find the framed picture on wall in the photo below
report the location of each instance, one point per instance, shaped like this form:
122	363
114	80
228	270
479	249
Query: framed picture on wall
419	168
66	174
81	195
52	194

##############################

• **What you need to do**: Rewrite the records, changing every "framed picture on wall" to "painting on wall" and keeping all other text the same.

• **Output of the exercise**:
find the painting on wall in the photo below
report the location of each instance, one point per instance, shaped like this form:
122	363
114	80
228	270
479	249
Query: painting on wall
419	168
66	174
81	195
52	194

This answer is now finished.